## TASK DESCRIPTION
In the items below, can you rescale the lines starting with the one containing "Which element in the image above is the row of trees" and going on through the one containing "xmin=875 ymin=520 xmax=1174 ymax=669", both included? Reproduce only those lines, requests unchanged, but multiply every coordinate in the answers by 1.9 and round each to a whole number, with halves rounded up.

[Image entries on named regions]
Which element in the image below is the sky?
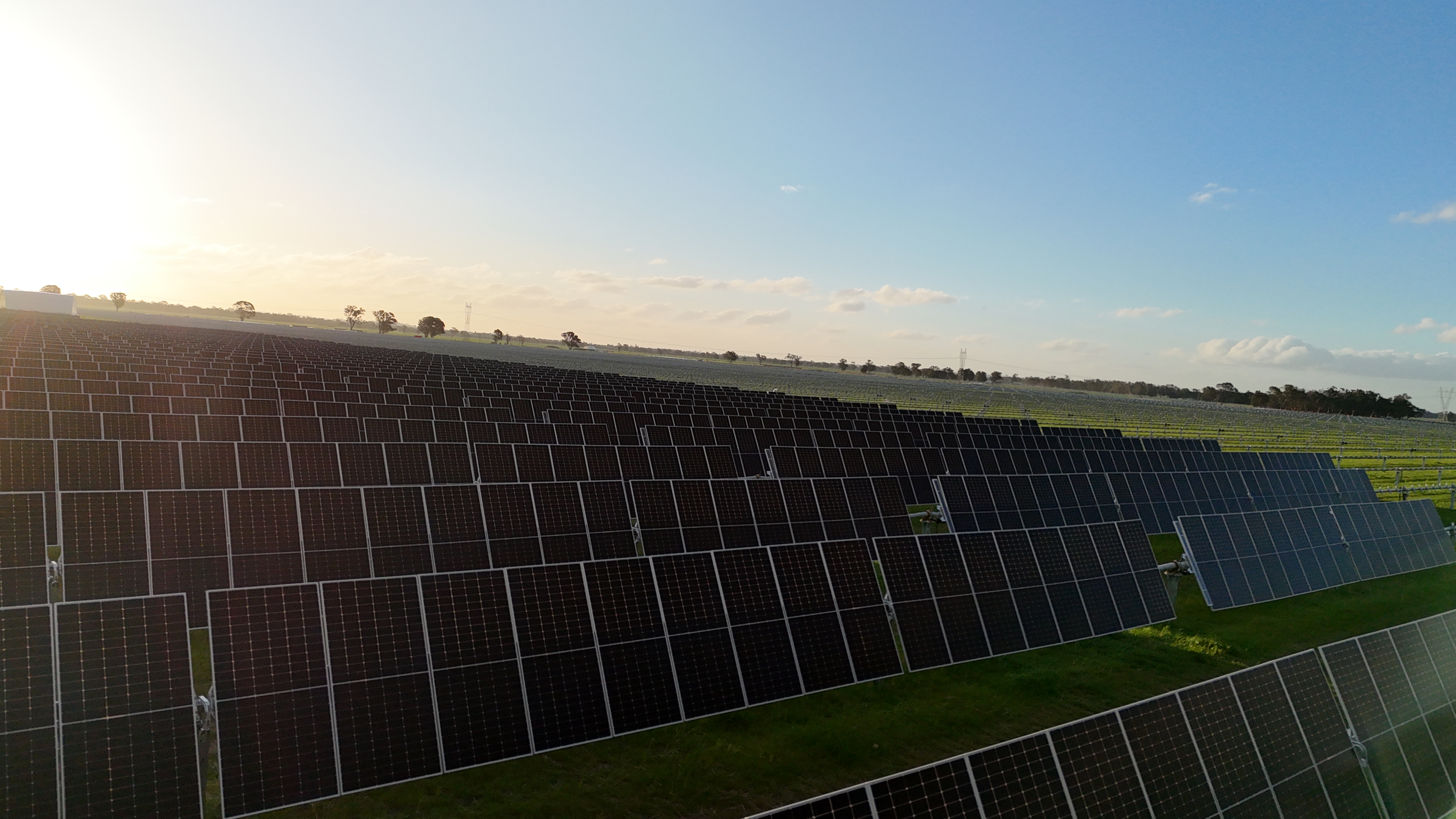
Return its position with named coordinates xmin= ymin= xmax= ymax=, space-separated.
xmin=0 ymin=0 xmax=1456 ymax=410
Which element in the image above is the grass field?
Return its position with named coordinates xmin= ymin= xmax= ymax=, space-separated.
xmin=185 ymin=510 xmax=1456 ymax=819
xmin=40 ymin=309 xmax=1456 ymax=818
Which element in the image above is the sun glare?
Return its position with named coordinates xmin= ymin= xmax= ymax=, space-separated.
xmin=0 ymin=26 xmax=141 ymax=293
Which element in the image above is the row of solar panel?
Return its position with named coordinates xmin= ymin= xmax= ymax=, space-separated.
xmin=932 ymin=469 xmax=1374 ymax=533
xmin=11 ymin=478 xmax=910 ymax=615
xmin=875 ymin=520 xmax=1174 ymax=670
xmin=1178 ymin=500 xmax=1456 ymax=609
xmin=763 ymin=439 xmax=1334 ymax=478
xmin=754 ymin=612 xmax=1456 ymax=819
xmin=208 ymin=541 xmax=903 ymax=816
xmin=0 ymin=410 xmax=620 ymax=445
xmin=0 ymin=440 xmax=757 ymax=493
xmin=644 ymin=412 xmax=1223 ymax=458
xmin=0 ymin=595 xmax=202 ymax=819
xmin=754 ymin=638 xmax=1374 ymax=819
xmin=1319 ymin=612 xmax=1456 ymax=819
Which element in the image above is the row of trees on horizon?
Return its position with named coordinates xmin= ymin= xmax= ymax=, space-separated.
xmin=26 ymin=284 xmax=1425 ymax=418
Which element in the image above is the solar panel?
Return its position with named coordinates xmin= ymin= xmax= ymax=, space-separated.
xmin=0 ymin=605 xmax=58 ymax=818
xmin=630 ymin=478 xmax=910 ymax=554
xmin=1319 ymin=612 xmax=1456 ymax=816
xmin=0 ymin=595 xmax=202 ymax=818
xmin=0 ymin=493 xmax=49 ymax=606
xmin=935 ymin=474 xmax=1123 ymax=532
xmin=754 ymin=644 xmax=1380 ymax=819
xmin=1178 ymin=500 xmax=1456 ymax=609
xmin=208 ymin=542 xmax=901 ymax=816
xmin=875 ymin=520 xmax=1174 ymax=669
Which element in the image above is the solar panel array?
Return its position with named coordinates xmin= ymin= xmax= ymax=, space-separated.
xmin=208 ymin=541 xmax=901 ymax=816
xmin=756 ymin=603 xmax=1456 ymax=819
xmin=1178 ymin=500 xmax=1456 ymax=609
xmin=875 ymin=520 xmax=1174 ymax=670
xmin=0 ymin=313 xmax=1449 ymax=816
xmin=0 ymin=595 xmax=202 ymax=819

## RESULT BELOW
Which element in the image above is the row of trees on horizon?
Return its position with named coordinates xmin= ymin= xmax= ymax=, space-separated.
xmin=49 ymin=540 xmax=2708 ymax=794
Which element in the image above is the solar panel?
Return its position with named coordinates xmin= ymin= xmax= ymax=, space-separated.
xmin=0 ymin=1150 xmax=110 ymax=1554
xmin=1197 ymin=908 xmax=1729 ymax=1053
xmin=2506 ymin=1163 xmax=2766 ymax=1550
xmin=0 ymin=1131 xmax=384 ymax=1554
xmin=0 ymin=937 xmax=93 ymax=1151
xmin=1777 ymin=901 xmax=2134 ymax=1011
xmin=1433 ymin=1224 xmax=2622 ymax=1556
xmin=2238 ymin=950 xmax=2766 ymax=1157
xmin=395 ymin=1030 xmax=1712 ymax=1550
xmin=1663 ymin=988 xmax=2231 ymax=1271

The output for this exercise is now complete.